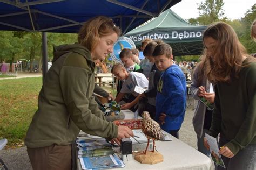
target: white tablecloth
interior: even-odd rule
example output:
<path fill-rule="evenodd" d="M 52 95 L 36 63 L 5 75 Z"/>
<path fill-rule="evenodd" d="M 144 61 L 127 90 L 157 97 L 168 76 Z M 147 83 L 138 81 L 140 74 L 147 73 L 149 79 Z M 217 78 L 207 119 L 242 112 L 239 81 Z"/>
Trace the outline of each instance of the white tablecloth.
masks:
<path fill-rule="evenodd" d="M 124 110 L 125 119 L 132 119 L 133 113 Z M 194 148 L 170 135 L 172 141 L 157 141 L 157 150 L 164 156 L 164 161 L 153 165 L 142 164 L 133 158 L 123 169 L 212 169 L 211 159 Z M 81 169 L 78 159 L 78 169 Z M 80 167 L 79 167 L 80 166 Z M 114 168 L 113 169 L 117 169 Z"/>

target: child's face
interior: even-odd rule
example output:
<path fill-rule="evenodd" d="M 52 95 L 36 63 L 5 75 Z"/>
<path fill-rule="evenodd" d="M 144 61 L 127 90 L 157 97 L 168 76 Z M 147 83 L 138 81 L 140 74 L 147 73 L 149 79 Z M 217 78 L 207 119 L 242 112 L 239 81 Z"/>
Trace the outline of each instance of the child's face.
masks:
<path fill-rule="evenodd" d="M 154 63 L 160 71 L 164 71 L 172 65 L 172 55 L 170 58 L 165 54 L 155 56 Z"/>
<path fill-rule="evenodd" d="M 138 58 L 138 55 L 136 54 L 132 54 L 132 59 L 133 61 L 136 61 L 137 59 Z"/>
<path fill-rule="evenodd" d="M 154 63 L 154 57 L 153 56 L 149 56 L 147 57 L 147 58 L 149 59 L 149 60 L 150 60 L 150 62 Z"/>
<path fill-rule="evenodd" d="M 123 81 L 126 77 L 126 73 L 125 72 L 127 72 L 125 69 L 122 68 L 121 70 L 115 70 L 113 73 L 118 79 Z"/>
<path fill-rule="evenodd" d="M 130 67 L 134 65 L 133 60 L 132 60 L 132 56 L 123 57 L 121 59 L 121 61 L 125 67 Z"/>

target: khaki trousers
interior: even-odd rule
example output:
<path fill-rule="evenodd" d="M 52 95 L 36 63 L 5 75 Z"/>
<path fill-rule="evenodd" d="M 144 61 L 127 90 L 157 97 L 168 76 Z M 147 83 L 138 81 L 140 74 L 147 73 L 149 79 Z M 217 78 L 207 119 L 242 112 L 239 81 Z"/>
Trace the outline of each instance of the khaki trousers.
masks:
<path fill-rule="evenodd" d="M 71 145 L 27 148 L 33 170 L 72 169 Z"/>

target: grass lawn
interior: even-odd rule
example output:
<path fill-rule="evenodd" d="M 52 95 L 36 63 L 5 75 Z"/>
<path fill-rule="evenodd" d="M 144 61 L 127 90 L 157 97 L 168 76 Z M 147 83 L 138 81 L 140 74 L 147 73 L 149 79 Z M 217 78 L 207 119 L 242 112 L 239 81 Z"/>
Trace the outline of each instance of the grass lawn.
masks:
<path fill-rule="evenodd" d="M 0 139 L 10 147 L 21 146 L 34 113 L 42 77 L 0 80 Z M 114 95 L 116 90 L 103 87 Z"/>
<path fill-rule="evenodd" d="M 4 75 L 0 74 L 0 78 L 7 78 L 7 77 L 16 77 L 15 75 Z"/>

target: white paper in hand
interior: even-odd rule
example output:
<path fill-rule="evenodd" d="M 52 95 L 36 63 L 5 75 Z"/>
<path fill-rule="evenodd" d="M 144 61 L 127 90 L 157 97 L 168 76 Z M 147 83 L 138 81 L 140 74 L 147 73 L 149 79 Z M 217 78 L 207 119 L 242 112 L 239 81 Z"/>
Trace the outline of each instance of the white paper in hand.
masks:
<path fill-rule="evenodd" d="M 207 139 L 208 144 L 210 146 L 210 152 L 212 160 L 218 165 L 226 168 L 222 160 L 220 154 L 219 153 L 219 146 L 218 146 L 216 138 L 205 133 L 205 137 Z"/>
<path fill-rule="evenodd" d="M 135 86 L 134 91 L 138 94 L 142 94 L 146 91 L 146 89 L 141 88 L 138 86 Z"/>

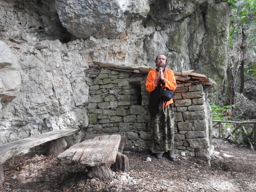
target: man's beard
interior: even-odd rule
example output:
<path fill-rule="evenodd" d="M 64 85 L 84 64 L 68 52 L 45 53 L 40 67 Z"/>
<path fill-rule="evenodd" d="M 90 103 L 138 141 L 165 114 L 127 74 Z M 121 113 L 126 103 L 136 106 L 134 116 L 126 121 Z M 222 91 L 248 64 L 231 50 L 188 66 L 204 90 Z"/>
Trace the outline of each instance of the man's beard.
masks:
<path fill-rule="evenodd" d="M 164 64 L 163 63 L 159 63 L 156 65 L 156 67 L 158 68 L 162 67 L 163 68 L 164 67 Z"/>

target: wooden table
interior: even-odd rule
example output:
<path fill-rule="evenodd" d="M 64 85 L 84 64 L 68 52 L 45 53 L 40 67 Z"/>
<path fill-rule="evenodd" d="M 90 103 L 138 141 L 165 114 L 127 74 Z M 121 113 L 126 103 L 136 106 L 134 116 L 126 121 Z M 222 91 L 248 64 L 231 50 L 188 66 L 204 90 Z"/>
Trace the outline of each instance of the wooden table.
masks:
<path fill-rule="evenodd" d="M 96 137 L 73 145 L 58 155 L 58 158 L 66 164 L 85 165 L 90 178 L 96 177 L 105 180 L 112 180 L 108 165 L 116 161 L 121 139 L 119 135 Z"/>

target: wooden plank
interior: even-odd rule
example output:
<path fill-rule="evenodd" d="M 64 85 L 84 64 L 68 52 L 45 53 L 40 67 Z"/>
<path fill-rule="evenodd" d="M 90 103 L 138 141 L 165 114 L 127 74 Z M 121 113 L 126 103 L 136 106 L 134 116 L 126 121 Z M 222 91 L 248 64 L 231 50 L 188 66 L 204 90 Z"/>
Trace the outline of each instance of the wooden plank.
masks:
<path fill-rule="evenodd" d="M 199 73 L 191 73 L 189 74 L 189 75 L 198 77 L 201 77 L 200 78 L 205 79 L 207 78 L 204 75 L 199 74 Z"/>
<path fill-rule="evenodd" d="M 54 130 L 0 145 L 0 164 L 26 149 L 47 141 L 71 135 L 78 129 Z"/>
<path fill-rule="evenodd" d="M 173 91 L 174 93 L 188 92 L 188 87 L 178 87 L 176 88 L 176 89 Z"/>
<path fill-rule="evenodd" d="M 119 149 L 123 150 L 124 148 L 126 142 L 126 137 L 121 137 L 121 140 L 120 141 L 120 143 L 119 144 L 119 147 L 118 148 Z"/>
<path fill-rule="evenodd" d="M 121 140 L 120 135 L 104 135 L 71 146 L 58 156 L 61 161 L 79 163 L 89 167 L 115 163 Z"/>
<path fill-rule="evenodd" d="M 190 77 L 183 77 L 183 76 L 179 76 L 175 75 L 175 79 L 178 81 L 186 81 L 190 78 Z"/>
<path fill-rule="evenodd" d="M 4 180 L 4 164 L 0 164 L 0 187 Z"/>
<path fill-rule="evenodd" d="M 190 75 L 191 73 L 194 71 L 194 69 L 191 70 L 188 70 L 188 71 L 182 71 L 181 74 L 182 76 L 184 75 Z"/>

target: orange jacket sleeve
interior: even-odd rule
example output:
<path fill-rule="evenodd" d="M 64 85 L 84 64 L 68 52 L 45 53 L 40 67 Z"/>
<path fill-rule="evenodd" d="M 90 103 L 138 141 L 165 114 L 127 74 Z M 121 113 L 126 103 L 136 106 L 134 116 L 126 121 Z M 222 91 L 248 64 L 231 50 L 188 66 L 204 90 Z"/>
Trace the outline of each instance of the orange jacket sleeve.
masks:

----

[TASK REQUIREMENTS] Scale the stretch from the line containing "target: man's beard" through the line containing "164 64 L 163" by writing out all of its lines again, with every outline coordinate in the answers multiplied by 0.45 and rounded to a whole number, halves up. Keep every other line, including the sample paths under "example output:", unchanged.

[WRITTEN RESPONSE]
target: man's beard
interior: even-odd rule
example output:
<path fill-rule="evenodd" d="M 64 85 L 84 64 L 68 52 L 45 53 L 40 67 Z"/>
<path fill-rule="evenodd" d="M 90 103 L 138 141 L 165 114 L 127 74 Z M 121 113 L 126 103 L 136 106 L 134 116 L 126 121 Z M 222 91 L 248 64 L 231 50 L 188 66 L 204 90 Z"/>
Trace the outline of each instance of the man's beard.
masks:
<path fill-rule="evenodd" d="M 74 29 L 73 28 L 72 28 L 70 29 L 70 30 L 71 31 L 73 30 L 73 31 L 74 30 Z"/>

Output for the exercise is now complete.